## PROBLEM TO SOLVE
In the poetry post below, what did last year's prompt ask for?

NaPoWriMo Ae Freslighe

Rachael reaches climatic
feats figuring and teaches
her class concise didactic
math measures Rachael reaches

April 24,2013 the last poem I was able to share before gather went down last year. My oldest daughter, Rachael, doesn’t get birthday poems.  Her birthday is in May.  I’m usually still decompressing from all the poetry writing in April.  However, she is still fair game for poetry fodder in April.  This poem was written because she came home and told me how her math class said she was an excellent teacher.  Yesterday she came home excited again; she got the highest score on the school’s benchmark test in math. 😀

Way to go, Rachael!  She is doing so well in school, they will be paying for her to take 4 courses at the college both semesters her junior year.  She really wants to graduate high school with her AS degree.  It looks like this may be a possibility.  The prompt for the poem last year was to write an Ae Freslighe and to include a body part.  I submitted the above version, explaining the brain was the body part.  But later I thought it might be fun to play with the homophone.  After all it is math and you measure feet in math class.

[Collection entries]
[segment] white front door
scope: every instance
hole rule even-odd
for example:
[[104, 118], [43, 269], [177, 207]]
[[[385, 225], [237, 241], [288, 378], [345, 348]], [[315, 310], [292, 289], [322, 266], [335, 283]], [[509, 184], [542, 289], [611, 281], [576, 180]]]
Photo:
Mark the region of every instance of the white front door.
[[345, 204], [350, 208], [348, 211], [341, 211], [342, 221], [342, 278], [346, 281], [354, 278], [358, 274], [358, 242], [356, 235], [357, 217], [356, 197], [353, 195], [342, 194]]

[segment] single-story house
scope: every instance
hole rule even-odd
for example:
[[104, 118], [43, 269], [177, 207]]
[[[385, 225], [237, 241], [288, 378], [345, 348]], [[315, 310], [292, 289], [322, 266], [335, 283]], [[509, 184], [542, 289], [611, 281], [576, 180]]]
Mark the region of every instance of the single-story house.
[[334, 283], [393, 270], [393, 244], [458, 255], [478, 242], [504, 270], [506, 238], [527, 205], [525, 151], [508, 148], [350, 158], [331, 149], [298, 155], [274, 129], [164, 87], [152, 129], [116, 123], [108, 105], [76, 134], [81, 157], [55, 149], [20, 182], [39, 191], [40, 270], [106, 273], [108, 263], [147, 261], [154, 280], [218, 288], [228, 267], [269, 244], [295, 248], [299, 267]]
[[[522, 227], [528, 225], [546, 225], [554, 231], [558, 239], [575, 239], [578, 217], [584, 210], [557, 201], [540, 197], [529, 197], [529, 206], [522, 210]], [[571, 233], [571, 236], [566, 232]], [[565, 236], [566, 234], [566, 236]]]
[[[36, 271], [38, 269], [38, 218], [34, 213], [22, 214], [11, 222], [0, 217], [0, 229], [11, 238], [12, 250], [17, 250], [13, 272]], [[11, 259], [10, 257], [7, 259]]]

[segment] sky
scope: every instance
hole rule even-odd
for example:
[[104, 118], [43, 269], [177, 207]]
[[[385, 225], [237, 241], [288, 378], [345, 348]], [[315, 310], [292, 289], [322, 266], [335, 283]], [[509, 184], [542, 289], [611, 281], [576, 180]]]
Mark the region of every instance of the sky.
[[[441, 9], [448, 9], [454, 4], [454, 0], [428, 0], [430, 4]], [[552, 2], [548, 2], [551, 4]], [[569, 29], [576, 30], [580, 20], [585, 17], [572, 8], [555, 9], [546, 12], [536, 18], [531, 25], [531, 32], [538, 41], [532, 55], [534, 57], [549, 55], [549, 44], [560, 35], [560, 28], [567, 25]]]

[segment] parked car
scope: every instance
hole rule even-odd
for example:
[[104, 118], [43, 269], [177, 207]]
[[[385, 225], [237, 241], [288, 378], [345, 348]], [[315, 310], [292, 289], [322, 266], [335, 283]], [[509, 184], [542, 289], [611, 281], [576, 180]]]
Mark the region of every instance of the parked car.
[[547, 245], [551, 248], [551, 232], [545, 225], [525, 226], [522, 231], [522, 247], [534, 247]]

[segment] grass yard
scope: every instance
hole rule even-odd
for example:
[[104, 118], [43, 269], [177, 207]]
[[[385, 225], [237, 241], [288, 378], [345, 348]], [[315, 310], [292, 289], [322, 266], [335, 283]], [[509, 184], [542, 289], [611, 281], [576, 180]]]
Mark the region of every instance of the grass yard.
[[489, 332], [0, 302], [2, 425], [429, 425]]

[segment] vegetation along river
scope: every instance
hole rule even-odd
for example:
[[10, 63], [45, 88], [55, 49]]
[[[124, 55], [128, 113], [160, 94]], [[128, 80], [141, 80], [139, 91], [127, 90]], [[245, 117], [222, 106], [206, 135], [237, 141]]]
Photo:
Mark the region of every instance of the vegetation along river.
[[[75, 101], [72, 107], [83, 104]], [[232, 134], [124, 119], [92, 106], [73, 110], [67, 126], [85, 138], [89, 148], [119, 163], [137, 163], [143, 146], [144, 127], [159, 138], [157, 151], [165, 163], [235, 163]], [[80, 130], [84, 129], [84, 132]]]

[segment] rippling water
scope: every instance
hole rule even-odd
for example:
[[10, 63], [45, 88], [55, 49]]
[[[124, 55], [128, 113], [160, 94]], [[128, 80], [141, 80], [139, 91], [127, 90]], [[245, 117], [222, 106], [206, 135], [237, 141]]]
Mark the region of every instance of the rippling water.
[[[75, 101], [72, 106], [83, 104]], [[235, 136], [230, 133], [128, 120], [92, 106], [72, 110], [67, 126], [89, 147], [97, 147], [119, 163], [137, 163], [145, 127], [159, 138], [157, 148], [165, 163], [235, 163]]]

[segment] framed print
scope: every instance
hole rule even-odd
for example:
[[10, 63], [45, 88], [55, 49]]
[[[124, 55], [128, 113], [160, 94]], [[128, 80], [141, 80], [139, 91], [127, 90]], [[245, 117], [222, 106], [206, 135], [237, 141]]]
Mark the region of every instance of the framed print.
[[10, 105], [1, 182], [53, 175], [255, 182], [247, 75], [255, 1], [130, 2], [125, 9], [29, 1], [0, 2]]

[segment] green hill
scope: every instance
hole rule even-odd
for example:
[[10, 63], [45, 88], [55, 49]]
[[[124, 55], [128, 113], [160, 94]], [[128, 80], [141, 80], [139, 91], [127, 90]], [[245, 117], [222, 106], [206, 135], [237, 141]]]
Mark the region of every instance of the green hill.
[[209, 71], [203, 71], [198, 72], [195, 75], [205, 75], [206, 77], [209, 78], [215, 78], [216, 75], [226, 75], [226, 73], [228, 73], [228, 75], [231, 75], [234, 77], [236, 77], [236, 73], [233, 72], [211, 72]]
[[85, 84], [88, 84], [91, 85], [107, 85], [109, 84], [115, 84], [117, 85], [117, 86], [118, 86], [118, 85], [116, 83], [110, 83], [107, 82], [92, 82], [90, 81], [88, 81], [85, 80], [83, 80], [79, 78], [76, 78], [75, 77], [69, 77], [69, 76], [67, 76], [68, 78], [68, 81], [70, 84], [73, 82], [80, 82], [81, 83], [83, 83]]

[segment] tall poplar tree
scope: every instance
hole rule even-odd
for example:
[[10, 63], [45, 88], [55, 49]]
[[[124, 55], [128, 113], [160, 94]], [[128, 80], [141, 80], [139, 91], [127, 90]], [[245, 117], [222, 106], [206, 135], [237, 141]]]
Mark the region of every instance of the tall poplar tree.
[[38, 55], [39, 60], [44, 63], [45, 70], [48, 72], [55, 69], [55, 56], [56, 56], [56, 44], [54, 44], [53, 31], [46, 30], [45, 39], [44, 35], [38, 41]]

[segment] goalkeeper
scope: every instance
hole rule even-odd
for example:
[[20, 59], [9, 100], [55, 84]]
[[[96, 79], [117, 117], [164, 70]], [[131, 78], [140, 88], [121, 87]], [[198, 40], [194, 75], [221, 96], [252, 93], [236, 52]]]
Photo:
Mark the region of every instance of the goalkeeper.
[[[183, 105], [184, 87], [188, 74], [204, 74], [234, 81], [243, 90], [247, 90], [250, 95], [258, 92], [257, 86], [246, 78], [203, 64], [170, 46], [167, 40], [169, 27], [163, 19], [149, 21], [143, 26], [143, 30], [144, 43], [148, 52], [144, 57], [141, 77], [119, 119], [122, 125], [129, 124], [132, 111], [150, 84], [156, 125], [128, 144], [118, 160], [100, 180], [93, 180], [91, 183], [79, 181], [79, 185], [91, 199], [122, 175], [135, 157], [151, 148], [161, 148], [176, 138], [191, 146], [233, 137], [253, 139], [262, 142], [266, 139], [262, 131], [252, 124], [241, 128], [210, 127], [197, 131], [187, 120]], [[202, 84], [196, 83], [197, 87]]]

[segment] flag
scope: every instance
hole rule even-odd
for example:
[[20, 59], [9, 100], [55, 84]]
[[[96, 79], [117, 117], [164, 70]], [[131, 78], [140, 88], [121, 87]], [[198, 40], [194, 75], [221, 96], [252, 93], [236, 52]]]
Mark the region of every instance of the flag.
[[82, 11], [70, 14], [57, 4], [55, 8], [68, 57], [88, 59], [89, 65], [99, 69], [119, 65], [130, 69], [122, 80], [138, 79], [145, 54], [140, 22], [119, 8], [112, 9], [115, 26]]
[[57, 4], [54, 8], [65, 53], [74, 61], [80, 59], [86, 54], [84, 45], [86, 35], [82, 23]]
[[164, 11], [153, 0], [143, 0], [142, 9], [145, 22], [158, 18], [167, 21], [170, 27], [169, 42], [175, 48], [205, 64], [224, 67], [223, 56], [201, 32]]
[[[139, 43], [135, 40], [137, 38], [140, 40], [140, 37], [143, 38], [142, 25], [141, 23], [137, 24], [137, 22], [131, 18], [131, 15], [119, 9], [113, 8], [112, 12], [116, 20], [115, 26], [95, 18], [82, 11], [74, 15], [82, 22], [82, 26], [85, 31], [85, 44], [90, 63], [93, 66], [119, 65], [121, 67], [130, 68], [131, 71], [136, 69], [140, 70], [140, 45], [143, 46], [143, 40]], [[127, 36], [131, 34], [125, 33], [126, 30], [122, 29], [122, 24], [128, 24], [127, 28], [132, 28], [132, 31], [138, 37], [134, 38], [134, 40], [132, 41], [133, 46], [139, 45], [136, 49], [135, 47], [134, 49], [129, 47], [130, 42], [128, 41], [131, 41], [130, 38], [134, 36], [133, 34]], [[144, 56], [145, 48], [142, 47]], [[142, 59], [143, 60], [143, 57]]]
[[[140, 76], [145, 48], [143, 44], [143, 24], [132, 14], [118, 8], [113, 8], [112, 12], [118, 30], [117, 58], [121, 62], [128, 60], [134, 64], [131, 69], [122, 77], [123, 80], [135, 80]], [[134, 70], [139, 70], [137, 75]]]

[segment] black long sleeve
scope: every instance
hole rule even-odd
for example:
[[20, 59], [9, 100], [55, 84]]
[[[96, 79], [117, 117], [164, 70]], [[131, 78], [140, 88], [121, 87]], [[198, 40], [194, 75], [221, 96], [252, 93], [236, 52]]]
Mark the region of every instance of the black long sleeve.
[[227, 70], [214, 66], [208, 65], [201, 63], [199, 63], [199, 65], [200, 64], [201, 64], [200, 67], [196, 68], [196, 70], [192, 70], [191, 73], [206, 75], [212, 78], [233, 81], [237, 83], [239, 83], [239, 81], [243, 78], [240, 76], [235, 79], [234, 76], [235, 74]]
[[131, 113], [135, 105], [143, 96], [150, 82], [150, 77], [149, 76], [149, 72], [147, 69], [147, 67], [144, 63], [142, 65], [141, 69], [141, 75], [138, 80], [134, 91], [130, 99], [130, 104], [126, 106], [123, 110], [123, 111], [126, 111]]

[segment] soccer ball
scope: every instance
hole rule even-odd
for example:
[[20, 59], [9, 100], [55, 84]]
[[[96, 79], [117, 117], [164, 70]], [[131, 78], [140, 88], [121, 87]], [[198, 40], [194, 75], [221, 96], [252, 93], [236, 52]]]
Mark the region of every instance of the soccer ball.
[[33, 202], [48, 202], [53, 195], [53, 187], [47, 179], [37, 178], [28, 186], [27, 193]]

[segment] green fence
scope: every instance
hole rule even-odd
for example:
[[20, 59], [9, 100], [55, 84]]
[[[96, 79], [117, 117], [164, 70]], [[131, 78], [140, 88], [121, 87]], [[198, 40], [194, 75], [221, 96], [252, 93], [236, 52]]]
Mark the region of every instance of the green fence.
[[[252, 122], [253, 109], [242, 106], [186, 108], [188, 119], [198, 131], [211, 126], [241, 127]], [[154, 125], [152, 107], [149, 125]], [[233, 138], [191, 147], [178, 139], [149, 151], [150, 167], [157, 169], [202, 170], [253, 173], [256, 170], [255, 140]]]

## RESULT OF THE EXERCISE
An Ae Freslighe that includes a body part.